Text section —
Sarcasm Central

We’re in Love, We’re in Hate

Happy New Year everyone!  I’m changing things up around here today.  Below is something I wrote a while back, a snippet, a scene, a slice of time and of pain and anguish.  Would I give you anything else?  Of course not!    I don’t really feel that this piece goes much further than this and I’m not really sure this could be considered a short story.  I often write snippets, just tiny little scenes that bring you into someone’s life.  Maybe it’s flash fiction. although is probably too long for that.  What do you think?

“You don’t love me, you don’t care,” I state, staring intently into the open cabinet at our white plates, not really seeing them as they begin to blur through my tears.

I know I’m lying, I know he does love me, but right now my depression is slapping me across the face like a cold black wave, shocking me with its intensity.  I want to cry, I want to beat on his chest, sob about all the horrible things that have happened to me.

“Do you know how much this sucks?  Do you know what this means?  I’ll probably have to be on birth control for the rest of my life and I’ll probably have pain for the rest of my life too.  Not only that, we might not be able to have children.”

Records supplied —
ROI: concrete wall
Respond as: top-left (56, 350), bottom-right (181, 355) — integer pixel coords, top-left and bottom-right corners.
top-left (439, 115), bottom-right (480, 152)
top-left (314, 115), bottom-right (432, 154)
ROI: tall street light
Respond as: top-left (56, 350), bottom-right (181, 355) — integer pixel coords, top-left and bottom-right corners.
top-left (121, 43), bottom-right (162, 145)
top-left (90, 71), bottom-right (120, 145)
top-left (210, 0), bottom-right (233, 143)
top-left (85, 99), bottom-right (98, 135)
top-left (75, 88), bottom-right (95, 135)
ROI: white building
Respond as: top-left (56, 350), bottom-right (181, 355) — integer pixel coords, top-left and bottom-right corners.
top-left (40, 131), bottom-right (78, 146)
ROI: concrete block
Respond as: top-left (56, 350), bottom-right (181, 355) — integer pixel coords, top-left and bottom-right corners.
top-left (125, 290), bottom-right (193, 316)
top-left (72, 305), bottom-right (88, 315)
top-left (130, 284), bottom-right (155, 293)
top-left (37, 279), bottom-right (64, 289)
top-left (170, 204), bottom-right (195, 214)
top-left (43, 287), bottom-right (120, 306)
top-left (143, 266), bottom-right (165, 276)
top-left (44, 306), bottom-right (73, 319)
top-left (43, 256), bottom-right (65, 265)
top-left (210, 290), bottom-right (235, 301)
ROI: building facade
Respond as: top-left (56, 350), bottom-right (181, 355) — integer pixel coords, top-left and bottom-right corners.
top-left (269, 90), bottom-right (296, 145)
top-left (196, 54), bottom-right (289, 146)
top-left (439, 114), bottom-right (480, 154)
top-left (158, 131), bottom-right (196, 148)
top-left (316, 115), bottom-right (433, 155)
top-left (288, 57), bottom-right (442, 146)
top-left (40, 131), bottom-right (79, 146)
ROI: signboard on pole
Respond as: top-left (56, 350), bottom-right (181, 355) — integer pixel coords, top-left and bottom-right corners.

Problems to work on —
[1] Reproduce the blog post's introduction starting at "We’re in Love, We’re" and ending at "do you think?", swapping "flash fiction" for "microfiction".
[2] In the blog post, what color are the plates in the open cabinet?
[3] Carry the blog post's scene forward from its final line of dialogue.

Task answers —
[1]
We’re in Love, We’re in Hate

Happy New Year everyone!  I’m changing things up around here today.  Below is something I wrote a while back, a snippet, a scene, a slice of time and of pain and anguish.  Would I give you anything else?  Of course not!    I don’t really feel that this piece goes much further than this and I’m not really sure this could be considered a short story.  I often write snippets, just tiny little scenes that bring you into someone’s life.  Maybe it’s microfiction. although is probably too long for that.  What do you think?

[2] White.

[3]
My husband is silent.   He’s always silent, there but not, and I know he can hear me but he refuses to say even one word.  I pull some dishes out of the cabinet and slam them onto the counter with a loud rattle.  Goddamn my life.  Fuck this.

“Babe, you are not listening to me.  I am going to be in pain forever!  I will never be med-free now.  My dream of being completely natural will never happen now that I have Endometriosis.”

He still isn’t really looking at me, shoulders hunched, face entirely impassive.  Say something!

“Don’t I already have enough to deal with, with my anxiety?  Isn’t my life already enough of a shit show?  Everyone else has these damn perfect lives, amazing lives with no problems.  They always get exactly what they want, the fucking bitches, while I have more and more shit piled on top of my head.  How much more can I take?  I know I could feel better if I could get some exercise, but I can’t even seem to manage that.  I’m so tired.  I’m so emotionally fucked.  I just want to lay down, fall sobbing to the floor and never get up again.”

He is still silent, playing with something on the counter, eyes downcast focused on what he’s doing.  I feel my blood start to pound in my ears, why won’t he say something, comfort me?  Can’t he see how I’m hurting?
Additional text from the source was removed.